Em tempos de ditadura militar, uma calorosa família reside de aluguel em frente à praia enquanto prepara o terreno para construir um novo e próprio lar. Pai, mãe e cinco filhos menores vivem o idílico. Mas o sonho logo se transforma em pesadelo quando o ex-deputado federal Rubens Paiva (vivido por Selton Mello), o patriarca, é levado subitamente de sua casa por homens do governo.

A partir desse ponto, o filme, que é uma adaptação do livro homônimo escrito por Marcelo Rubens Paiva (um dos filhos do casal), ganha ares de suspense e drama, sobretudo.

Se no primeiro ato, somos apresentados ao afeto, ao carinho e ao sentimento ardoroso familiar através de uma fotografia quente, por vezes saturada, e que também se utiliza do tom sépia ao reproduzir memórias nostálgicas captadas pela câmera portátil de 8mm de Verônica (o rebento mais velho); no segundo, já temos um contraponto através do azul, do cárcere, da escuridão e do triste enclausuramento de prisioneiros que nem sabem o motivo de estarem sendo tolhidos de sua liberdade.

Registros de dados ->

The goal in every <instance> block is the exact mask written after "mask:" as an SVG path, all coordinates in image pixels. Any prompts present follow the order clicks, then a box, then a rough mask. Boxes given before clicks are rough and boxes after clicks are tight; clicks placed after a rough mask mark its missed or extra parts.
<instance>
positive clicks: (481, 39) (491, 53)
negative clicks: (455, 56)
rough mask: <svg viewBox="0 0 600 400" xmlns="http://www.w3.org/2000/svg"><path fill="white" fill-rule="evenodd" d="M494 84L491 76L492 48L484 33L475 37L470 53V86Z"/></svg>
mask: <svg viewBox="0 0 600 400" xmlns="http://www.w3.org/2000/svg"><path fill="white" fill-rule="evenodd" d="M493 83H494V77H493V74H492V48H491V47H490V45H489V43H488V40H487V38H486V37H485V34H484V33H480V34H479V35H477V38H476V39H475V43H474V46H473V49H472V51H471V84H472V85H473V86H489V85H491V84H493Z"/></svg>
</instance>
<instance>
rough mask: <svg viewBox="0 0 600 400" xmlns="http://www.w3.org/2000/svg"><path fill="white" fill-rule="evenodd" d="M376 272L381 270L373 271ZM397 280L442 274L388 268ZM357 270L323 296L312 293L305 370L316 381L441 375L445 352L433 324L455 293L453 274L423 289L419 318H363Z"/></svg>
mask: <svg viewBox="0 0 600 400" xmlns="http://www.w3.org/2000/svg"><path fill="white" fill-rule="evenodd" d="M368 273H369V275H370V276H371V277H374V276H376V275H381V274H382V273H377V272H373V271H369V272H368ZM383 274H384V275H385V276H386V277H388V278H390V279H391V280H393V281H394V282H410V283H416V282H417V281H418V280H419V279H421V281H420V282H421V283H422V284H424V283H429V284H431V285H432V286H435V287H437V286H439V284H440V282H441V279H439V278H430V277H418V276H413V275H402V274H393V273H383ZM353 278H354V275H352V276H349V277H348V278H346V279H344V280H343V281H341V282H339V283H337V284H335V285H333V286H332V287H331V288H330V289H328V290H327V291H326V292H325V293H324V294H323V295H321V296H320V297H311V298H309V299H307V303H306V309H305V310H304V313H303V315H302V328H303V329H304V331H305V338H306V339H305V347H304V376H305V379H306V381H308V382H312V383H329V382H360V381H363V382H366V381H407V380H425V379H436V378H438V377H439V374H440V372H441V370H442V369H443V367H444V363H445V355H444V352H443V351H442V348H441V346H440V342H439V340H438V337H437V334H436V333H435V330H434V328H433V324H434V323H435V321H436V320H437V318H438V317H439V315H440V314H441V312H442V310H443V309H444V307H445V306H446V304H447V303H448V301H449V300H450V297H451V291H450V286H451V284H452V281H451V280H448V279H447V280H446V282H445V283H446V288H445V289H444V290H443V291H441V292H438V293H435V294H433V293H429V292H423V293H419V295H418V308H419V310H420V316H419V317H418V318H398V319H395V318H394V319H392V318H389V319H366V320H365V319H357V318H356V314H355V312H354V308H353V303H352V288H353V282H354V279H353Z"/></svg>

Tarefa 1 ->
Altere nos registros as linhas que vão da linha com "</instance>" até a linha com "272L381 270L373 271ZM397", substituindo "rough mask" por "approximate mask" e mantendo todo o resto sem mudança. Apresente somente essas linhas.
Tarefa 2 ->
Prossiga o texto sobre o filme da família de Rubens Paiva a partir da última frase apresentada.

Espaço da resposta 1 ->
</instance>
<instance>
approximate mask: <svg viewBox="0 0 600 400" xmlns="http://www.w3.org/2000/svg"><path fill="white" fill-rule="evenodd" d="M376 272L381 270L373 271ZM397 280L442 274L388 268ZM357 270L323 296L312 293L305 370L316 381L441 375L445 352L433 324L455 293L453 274L423 289L419 318H363Z"/></svg>

Espaço da resposta 2 ->
Assim, o mar, que antes era sinônimo de liberdade, de acolhimento - em que pese o vaivém das ondas significar também que "nada do que foi será do jeito que já foi um dia" (parafraseando Lulu Santos) - agora é trocado por revoltos baldes d'água que limpam celas desenganadas. O sol, antes esbanjando graciosidade e vida, agora dá lugar à frieza de vê-lo "nascer quadrado", como diz aquele jargão. Indiferença esta representada pelos objetos de cena, adornos e vestimentas. O ambiente de tortura dialoga com o inanimado e a rispidez. Ponto para a esplêndida direção de arte assinada por Carlos Conti, capaz de nos situar com precisão não só na época setentista, mas no contexto histórico-cultural.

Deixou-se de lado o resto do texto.